Required work: Edit the listing so every "distant" reads "far-off", keeping everything else the same. Leave the pictures out of your version.

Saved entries

"""

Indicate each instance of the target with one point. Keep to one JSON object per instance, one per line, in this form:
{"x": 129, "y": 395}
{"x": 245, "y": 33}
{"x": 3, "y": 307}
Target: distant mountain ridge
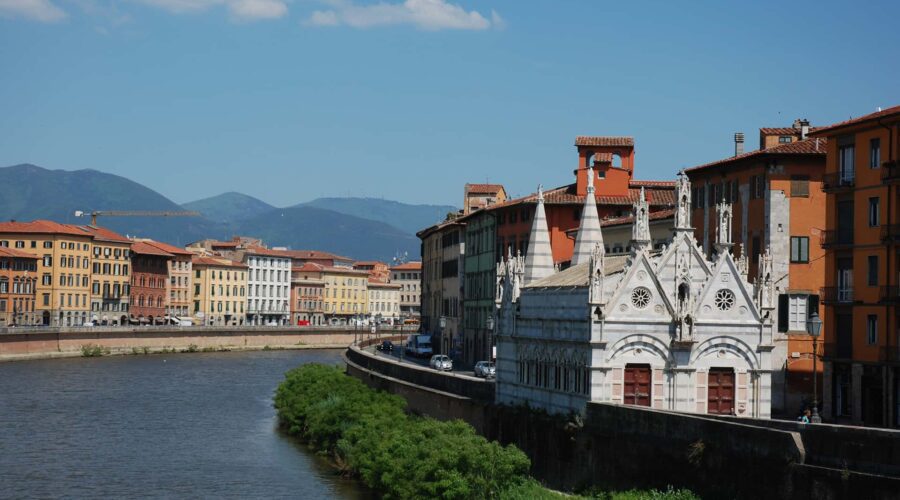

"""

Result below:
Indicate each instance of the target with one point. Keep to one JSON object per instance, one per line, in this form:
{"x": 129, "y": 395}
{"x": 245, "y": 33}
{"x": 3, "y": 307}
Target: far-off mountain ridge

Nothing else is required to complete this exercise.